Please quote the items word for word, starting at the line that contains "Would you be able to mark the dog's hind" and running through the end of the items, with both ends included.

▶ **SOURCE MATERIAL**
'''

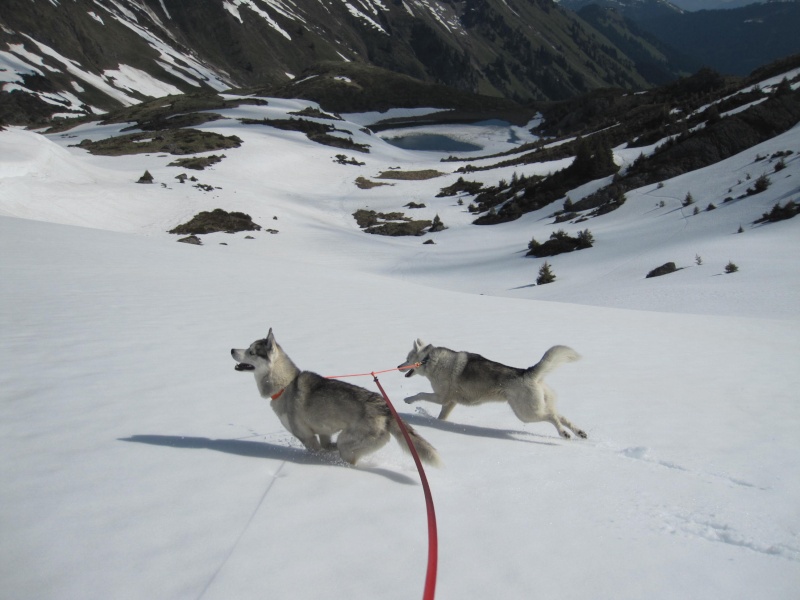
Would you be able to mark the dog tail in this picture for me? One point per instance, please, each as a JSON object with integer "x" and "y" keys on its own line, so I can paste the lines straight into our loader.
{"x": 427, "y": 453}
{"x": 554, "y": 357}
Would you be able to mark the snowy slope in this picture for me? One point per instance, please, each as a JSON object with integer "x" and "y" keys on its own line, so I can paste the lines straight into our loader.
{"x": 138, "y": 464}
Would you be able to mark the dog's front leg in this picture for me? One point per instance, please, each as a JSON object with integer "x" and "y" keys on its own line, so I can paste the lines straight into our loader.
{"x": 326, "y": 442}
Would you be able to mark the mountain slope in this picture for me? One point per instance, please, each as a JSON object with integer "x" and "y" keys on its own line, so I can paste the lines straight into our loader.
{"x": 78, "y": 55}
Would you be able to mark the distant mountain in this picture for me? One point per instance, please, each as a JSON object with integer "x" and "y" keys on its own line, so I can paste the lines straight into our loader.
{"x": 658, "y": 61}
{"x": 81, "y": 56}
{"x": 635, "y": 10}
{"x": 733, "y": 41}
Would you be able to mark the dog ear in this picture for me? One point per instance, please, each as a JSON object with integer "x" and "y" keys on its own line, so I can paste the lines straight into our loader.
{"x": 269, "y": 341}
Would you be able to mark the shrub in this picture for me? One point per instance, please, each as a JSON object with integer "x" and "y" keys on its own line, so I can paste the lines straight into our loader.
{"x": 664, "y": 269}
{"x": 780, "y": 213}
{"x": 546, "y": 274}
{"x": 217, "y": 220}
{"x": 761, "y": 185}
{"x": 559, "y": 243}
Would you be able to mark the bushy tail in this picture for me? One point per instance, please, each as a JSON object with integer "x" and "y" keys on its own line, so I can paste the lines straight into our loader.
{"x": 554, "y": 357}
{"x": 426, "y": 452}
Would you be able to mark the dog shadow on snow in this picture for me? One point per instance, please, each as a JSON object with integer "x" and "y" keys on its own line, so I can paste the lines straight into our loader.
{"x": 299, "y": 456}
{"x": 423, "y": 419}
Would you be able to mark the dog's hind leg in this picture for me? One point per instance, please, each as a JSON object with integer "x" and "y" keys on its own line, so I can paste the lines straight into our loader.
{"x": 447, "y": 408}
{"x": 355, "y": 443}
{"x": 426, "y": 396}
{"x": 307, "y": 437}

'''

▶ **CORRECT ANSWER**
Would you be able to mark the dog's hind leg in this picture for me? One point per instance, please, each as a JSON object with integer "x" and "y" keys on its own line, so I can paste the lines straight into our loader.
{"x": 447, "y": 408}
{"x": 355, "y": 443}
{"x": 426, "y": 396}
{"x": 307, "y": 437}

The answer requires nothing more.